[Source data]:
▶

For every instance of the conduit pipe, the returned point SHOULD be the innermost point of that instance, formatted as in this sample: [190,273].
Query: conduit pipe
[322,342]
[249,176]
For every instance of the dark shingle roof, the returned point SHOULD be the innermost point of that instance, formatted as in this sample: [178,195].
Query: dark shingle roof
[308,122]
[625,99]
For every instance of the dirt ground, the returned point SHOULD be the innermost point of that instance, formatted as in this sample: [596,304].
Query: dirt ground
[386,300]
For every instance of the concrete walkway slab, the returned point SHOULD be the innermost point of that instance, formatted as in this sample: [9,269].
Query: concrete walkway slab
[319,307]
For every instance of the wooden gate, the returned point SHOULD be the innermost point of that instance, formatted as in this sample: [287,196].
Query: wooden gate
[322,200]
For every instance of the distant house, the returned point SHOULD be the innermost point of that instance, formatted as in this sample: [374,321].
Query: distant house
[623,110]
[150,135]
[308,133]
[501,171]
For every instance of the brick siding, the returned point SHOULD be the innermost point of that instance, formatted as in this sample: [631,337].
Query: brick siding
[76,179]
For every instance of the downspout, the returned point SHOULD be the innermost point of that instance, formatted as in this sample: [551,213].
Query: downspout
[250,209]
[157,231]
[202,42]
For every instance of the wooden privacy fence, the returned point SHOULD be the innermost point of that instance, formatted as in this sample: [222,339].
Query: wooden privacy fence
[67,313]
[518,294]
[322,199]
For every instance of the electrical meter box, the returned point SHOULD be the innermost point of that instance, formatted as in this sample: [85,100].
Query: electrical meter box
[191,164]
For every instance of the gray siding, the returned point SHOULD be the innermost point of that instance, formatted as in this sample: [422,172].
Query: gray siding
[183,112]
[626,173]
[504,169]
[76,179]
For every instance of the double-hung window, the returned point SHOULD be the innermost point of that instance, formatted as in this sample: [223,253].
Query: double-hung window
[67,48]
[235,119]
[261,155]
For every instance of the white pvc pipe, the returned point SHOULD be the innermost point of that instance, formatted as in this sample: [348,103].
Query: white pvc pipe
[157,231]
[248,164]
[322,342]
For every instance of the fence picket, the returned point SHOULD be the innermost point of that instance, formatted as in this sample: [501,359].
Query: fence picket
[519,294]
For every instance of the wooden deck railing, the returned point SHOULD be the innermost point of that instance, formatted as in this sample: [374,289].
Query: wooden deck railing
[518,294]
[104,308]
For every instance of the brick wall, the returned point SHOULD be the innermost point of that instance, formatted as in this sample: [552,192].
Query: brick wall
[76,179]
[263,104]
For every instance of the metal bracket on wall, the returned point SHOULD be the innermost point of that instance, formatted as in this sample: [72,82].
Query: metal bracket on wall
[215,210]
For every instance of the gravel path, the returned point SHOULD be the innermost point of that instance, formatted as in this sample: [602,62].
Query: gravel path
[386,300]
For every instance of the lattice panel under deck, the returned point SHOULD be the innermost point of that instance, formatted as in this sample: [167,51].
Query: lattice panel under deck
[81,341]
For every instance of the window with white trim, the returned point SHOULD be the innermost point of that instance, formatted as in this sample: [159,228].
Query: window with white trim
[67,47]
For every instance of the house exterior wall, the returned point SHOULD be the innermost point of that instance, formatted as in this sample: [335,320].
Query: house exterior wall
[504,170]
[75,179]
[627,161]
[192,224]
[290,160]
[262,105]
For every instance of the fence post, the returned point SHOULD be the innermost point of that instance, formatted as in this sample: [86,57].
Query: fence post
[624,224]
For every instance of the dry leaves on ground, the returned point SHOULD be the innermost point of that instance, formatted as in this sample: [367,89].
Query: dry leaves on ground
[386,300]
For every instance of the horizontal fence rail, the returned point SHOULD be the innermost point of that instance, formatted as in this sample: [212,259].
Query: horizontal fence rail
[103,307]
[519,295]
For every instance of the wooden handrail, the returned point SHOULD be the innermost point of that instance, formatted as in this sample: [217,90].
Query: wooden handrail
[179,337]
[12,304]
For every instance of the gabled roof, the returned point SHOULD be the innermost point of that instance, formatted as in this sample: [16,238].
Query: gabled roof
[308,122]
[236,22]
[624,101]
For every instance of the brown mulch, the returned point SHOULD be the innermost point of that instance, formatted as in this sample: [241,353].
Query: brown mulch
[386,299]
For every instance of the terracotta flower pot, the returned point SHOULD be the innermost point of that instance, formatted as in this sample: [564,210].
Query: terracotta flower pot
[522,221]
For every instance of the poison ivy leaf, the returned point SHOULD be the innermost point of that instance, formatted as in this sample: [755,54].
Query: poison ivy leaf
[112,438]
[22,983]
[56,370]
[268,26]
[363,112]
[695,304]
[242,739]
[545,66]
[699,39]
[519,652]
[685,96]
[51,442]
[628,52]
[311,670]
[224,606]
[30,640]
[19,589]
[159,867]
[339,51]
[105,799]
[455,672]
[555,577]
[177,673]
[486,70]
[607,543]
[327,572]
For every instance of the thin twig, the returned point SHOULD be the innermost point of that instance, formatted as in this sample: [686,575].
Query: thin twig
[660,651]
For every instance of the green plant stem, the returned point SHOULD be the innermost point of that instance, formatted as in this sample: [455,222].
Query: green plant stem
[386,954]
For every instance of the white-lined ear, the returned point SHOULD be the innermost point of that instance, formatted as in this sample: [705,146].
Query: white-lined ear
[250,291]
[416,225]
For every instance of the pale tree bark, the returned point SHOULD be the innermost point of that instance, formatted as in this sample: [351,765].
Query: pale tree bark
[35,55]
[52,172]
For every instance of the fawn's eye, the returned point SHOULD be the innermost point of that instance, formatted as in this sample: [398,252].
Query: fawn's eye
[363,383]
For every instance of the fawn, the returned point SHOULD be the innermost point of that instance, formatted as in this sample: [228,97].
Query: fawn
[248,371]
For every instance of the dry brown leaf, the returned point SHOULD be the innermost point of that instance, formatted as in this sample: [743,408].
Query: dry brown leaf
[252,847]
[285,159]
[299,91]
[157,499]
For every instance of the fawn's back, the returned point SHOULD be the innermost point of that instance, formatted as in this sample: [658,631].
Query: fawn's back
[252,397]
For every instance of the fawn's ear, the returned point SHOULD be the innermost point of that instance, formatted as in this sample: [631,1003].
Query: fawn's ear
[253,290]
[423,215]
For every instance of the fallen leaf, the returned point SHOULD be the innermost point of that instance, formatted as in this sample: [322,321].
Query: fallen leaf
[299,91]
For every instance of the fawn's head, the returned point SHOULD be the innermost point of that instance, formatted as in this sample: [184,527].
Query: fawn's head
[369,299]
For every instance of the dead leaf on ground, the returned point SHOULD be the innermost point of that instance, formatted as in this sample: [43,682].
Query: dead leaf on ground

◀

[What this task involves]:
Copy out each line above, character for character.

[Task solution]:
For every instance of the conduit pipe, the returned point SHOULD be the innermost point of that instance, formatted as in this sample: [190,273].
Query: conduit pipe
[322,342]
[249,176]
For every instance of the dark shingle roof, the returned point SHOULD be the innermost point of that instance, formatted as in this sample: [178,195].
Query: dark shingle roof
[308,122]
[625,99]
For every instance of the dirt ground, the returned point SHOULD be the innermost point of that instance, formatted as in this sample: [596,304].
Query: dirt ground
[386,300]
For every instance of the concrete walkway slab, the returned point SHOULD be the innermost point of that instance, formatted as in this sample: [9,269].
Query: concrete walkway slab
[319,307]
For every instance of the wooden gate, the returned point SHOULD be the innermost point of that instance, formatted as in this sample: [287,196].
Query: wooden gate
[322,200]
For every instance of the distant house, the returned point SHOULD be the innermost point of that instance, formatted as in this sample: [374,321].
Query: distant house
[623,110]
[150,135]
[308,133]
[501,171]
For every instance of the brick siding, the returned point SHOULD be the innermost point of that instance, formatted as in this sample: [631,337].
Query: brick siding
[76,179]
For every instance of the downspout, the returned point SHOULD be the innermost point of that instance, formatted as in this sample: [551,213].
Query: downspout
[250,209]
[157,231]
[202,42]
For every instance of the wooden privacy fence, the returned point SHOULD be the innermost point of that instance, formatted as in this sample: [222,339].
Query: wooden privacy fence
[67,313]
[518,294]
[322,199]
For every instance of the electrical meter box, the returned point SHOULD be the innermost point of that instance, formatted as in this sample: [85,100].
Query: electrical meter box
[191,164]
For every instance of the gray siding, the returned point SHOULD be the innermost point of that instance, formatted as in this sample: [422,172].
Query: gray siding
[183,112]
[626,173]
[504,169]
[76,179]
For every instance of the double-hung window, the returned point SHOULD be the innermost point of that instance, formatted as in this sample: [223,253].
Query: double-hung window
[67,48]
[235,119]
[261,155]
For every instance of the white pvc pipe, the returned point SHOULD be the innermost point of that instance, formatted as in this sample: [348,103].
Query: white pvc pipe
[157,231]
[248,164]
[322,342]
For every instance of the fence picket, the returned point SHOULD be the innermost point of that instance, formatted as in this sample: [501,359].
Query: fence picket
[519,294]
For every instance of the wooden deck railing, the returned point SHOULD be the innermost point of that instance, formatted as in this sample: [374,289].
Query: wooden deck railing
[518,294]
[104,308]
For every instance of the brick wall, the returned point SHOULD be the innermost point of that instance, formatted as in this sample: [552,192].
Query: brick wall
[76,179]
[263,104]
For every instance of the metal bracket on wall, the returned point SHOULD be the innermost point of that instance, formatted as in this sample: [72,82].
Query: metal bracket on wall
[215,210]
For every instance of the gravel path, the returned point SHOULD be the innermost point of that instance, formatted as in this sample: [602,62].
Query: gravel path
[386,300]
For every instance of the lattice panel under deck, the returned point SHOULD be the innermost point of that instance, formatted as in this sample: [167,51].
Query: lattice panel under deck
[81,341]
For every instance of the window with white trim, the returned point SHOULD be the innermost point of that instance, formatted as in this sample: [159,228].
Query: window with white trim
[67,47]
For every instance of the house exterior wall, the returned point SHOULD be the innermost point of that instance, formatted as in this sample: [335,320].
Query: house exterior wall
[504,170]
[75,179]
[627,161]
[192,224]
[290,160]
[262,105]
For every instance of the fence post, the returned point SHOULD be the innermost point of that instance, formatted as in this sample: [86,57].
Query: fence post
[624,224]
For every instance of the dry leaves on ground, the returned point SHOULD be the innermost point of that instance, formatted as in this sample: [367,89].
Query: dry leaves on ground
[386,300]
For every instance of the horizontal fence rail, the returned point SHOULD be the innermost point of that instance, formatted as in this sample: [212,259].
Query: horizontal fence rail
[103,307]
[519,295]
For every instance of the wooden handrail, the returned point SHOULD be the innermost point of that instance, formatted as in this sample: [217,90].
Query: wooden handrail
[179,337]
[12,304]
For every instance of the gabled roof, the returned point SHOULD be the innermost point of that instance, formatted as in this sample: [16,238].
Query: gabled roof
[308,122]
[236,22]
[624,101]
For every instance of the brown mulch, the returned point SHOULD be the innermost point of that instance, formatted as in this sample: [241,353].
Query: brown mulch
[386,299]
For every instance of the terracotta flower pot, the returned point SHOULD be the innermost point of that instance, formatted as in this sample: [564,210].
Query: terracotta flower pot
[522,221]
For every instance of the poison ivy leaf, the returned point SHOULD be the innermost point of that instance, formatted as in this sample: [755,54].
Query: poison ivy leaf
[112,438]
[22,983]
[56,370]
[268,26]
[363,112]
[695,304]
[242,739]
[545,66]
[699,39]
[519,652]
[685,96]
[51,442]
[628,52]
[311,670]
[224,606]
[30,640]
[19,589]
[159,867]
[339,51]
[105,799]
[455,672]
[555,577]
[177,673]
[486,70]
[607,543]
[327,572]
For every instance of the thin twig, the returned point SHOULD be the innermost point of that instance, formatted as in this sample: [686,575].
Query: thin twig
[660,651]
For every instance of the green plant stem, the returned point SHOULD be the innermost point of that instance, formatted as in this sample: [455,222].
Query: green plant stem
[386,954]
For every instance of the white-lined ear, the returned point SHOULD be the innermost point of that instance, formatted as in this sample: [705,146].
Query: white-lined ear
[250,291]
[416,225]
For every instance of the pale tree bark, the returned point SHOULD be the innermost point of that instance, formatted as in this sample: [351,765].
Query: pale tree bark
[35,55]
[52,172]
For every instance of the fawn's eye, the returned point SHOULD be the innermost point of that instance, formatted as in this sample: [398,252].
Query: fawn's eye
[363,383]
For every instance of the fawn, the returned point SHOULD be the innermost point of that instance, formatted as in this sample: [228,97].
Query: fawn
[248,371]
For every instance of the dry brown leaf, the returned point SHOULD be the innermost point of that instance, formatted as in this sample: [743,408].
Query: dry brown leaf
[252,847]
[285,159]
[299,91]
[157,499]
For every instance of the fawn's back, the returned point SHOULD be the innermost point of that instance, formatted as in this sample: [658,631].
Query: fawn's back
[252,397]
For every instance of the fawn's ear, the returned point SHOULD be the innermost point of that instance, formatted as in this sample: [631,1003].
Query: fawn's ear
[253,290]
[423,215]
For every instance of the fallen leaf, the returned point SHOULD be the innermost point of that instance, formatted as in this sample: [322,321].
Query: fallen leaf
[299,91]
For every instance of the fawn's head, the returned point SHOULD be the innermost point of that instance, formatted as in this sample: [184,527].
Query: fawn's head
[369,299]
For every instance of the dead leaf on ground, the returned point SHOULD be the innermost point of that instance, formatted as in this sample: [43,682].
Query: dead leaf on ground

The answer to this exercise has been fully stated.